**Assignment:** Could you restate the entries below word for word and leave out the pictures?

**Input data:**
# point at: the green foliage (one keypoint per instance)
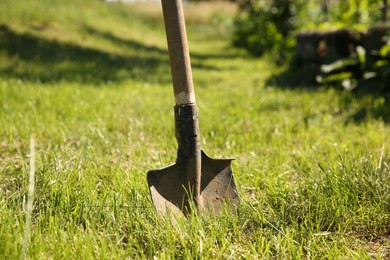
(312, 166)
(262, 27)
(367, 70)
(269, 26)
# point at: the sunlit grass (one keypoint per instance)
(93, 87)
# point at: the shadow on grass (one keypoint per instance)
(29, 57)
(33, 58)
(373, 102)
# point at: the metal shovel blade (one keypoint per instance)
(170, 195)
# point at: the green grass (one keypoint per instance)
(91, 82)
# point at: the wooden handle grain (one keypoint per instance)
(178, 52)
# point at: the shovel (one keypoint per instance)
(194, 179)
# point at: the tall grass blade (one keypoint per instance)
(30, 199)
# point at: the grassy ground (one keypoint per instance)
(91, 83)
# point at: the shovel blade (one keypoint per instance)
(169, 193)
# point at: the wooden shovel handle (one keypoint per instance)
(178, 52)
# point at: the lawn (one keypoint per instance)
(89, 83)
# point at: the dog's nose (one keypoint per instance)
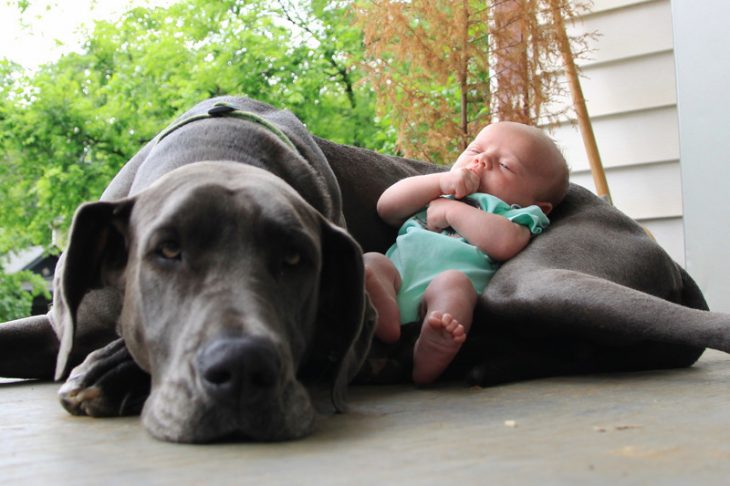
(239, 369)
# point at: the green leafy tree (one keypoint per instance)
(67, 128)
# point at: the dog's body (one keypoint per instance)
(234, 286)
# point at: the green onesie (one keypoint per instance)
(420, 254)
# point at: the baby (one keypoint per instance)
(483, 212)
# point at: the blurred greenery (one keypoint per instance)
(67, 127)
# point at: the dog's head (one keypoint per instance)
(238, 298)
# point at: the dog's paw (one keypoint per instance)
(107, 384)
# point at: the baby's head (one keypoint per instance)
(520, 165)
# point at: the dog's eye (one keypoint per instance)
(292, 258)
(169, 250)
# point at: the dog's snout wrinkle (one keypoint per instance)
(244, 369)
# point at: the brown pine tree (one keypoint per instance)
(428, 64)
(445, 68)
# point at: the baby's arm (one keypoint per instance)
(495, 235)
(407, 196)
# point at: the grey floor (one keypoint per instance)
(668, 427)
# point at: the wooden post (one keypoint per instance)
(579, 103)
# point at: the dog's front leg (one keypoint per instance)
(108, 383)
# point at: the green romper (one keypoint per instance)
(420, 254)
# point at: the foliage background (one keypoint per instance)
(67, 127)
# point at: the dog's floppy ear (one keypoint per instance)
(345, 320)
(95, 257)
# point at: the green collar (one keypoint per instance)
(222, 109)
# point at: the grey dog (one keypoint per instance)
(221, 293)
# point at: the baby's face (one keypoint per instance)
(507, 157)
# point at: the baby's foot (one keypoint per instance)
(440, 340)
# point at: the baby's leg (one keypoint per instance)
(449, 300)
(382, 282)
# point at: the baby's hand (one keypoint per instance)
(436, 213)
(460, 182)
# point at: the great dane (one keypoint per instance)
(220, 291)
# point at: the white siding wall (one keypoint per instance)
(629, 86)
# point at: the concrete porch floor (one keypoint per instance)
(664, 427)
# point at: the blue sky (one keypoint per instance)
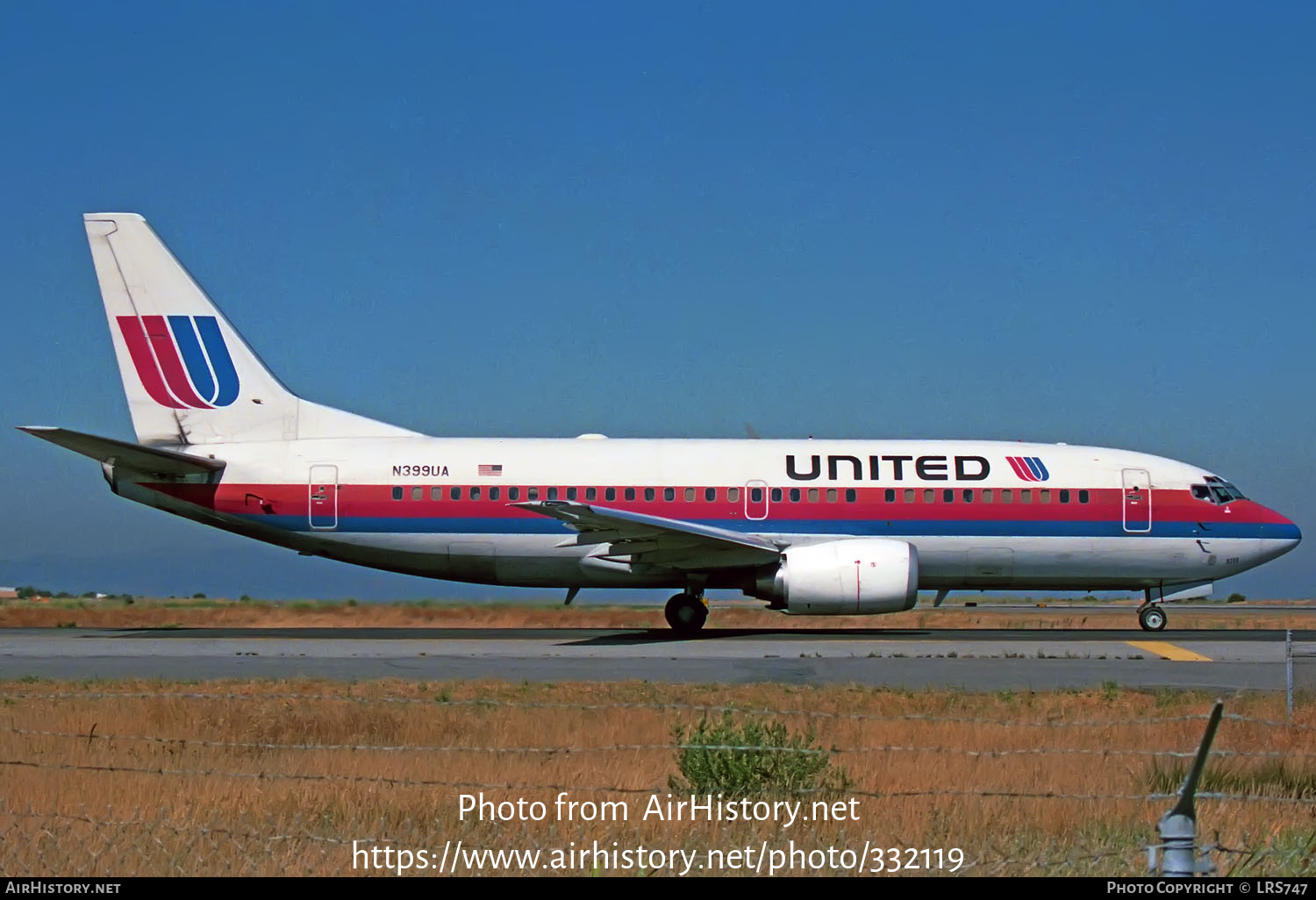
(1084, 223)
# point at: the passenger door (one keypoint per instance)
(324, 497)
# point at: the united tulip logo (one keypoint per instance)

**Answer area:**
# point at: the green foliage (one keypoint per instance)
(312, 166)
(262, 27)
(367, 70)
(269, 26)
# point at: the sunlit grass (one keypoint per instance)
(93, 87)
# point at: the shadow on grass (one keypoint per instance)
(29, 57)
(33, 58)
(373, 102)
# point at: the metal shovel blade (one keypoint per instance)
(170, 195)
# point at: the green grass (one keypoint per instance)
(91, 82)
# point at: the wooden handle grain (one keypoint per instance)
(178, 52)
# point at: the shovel (one keypoint per instance)
(194, 179)
# point at: the tall grass blade (one keypoint per instance)
(30, 199)
# point at: the grassy ground (one keypoint per instance)
(91, 83)
# point at: the shovel blade (one keypoint per instance)
(169, 193)
# point at: the wooden shovel handle (one keypoint per instance)
(178, 52)
# point at: the lawn (one keypoint per instance)
(89, 83)
# point at: the dog's nose (one keypoint per instance)
(239, 369)
# point at: the green leafy tree (one keypoint per instance)
(67, 128)
# point at: the dog's body (one keypoint per instance)
(234, 286)
# point at: the green onesie (one keypoint per instance)
(420, 254)
# point at: the baby (one keypoint per instance)
(483, 212)
# point at: the blurred greenery (one keypoint per instance)
(67, 127)
# point at: the dog's head (one keypoint per instance)
(238, 298)
# point at: the dog's paw (one keypoint per instance)
(107, 384)
# point at: the baby's head (one keypoint per instance)
(520, 165)
# point at: the dog's eye (one keypoint per instance)
(292, 258)
(169, 250)
# point at: the dog's snout wrinkle (one keypoint per instance)
(244, 369)
# point at: the brown pine tree (one keypoint per instance)
(428, 64)
(445, 68)
# point at: the baby's arm (one keypoint per instance)
(495, 235)
(407, 196)
# point at: the grey floor (one keypoint per instance)
(668, 427)
# point at: the wooden post (one keypoint per instance)
(579, 103)
# point at: the dog's front leg (one keypoint per instance)
(108, 383)
# point at: the green romper (one keypoint per instance)
(420, 254)
# point at: the foliage background (one keypoint per instance)
(67, 127)
# point at: the dog's floppy ear (one keypoint per instance)
(345, 320)
(95, 257)
# point at: the green collar (one keypoint per instance)
(222, 109)
# point at: the grey dog (one keypoint per instance)
(221, 293)
# point at: the baby's face (one keypoint per instance)
(507, 157)
# point at: the baby's foot (one keypoint per instance)
(440, 340)
# point at: the baby's leg (one keypoint per instance)
(449, 300)
(382, 282)
# point at: the baby's hand (one keypoint per instance)
(436, 213)
(460, 182)
# point at: the great dane (one keypoint per instance)
(220, 291)
# point at: the white siding wall (one keypoint per instance)
(629, 86)
# point at: the concrete porch floor (one keypoint per instance)
(664, 427)
# point at: the blue sky (one keypoint per instance)
(1084, 223)
# point at: the passenger door (one keypoint per instance)
(324, 497)
# point at: the united tulip logo (one keypoint per instance)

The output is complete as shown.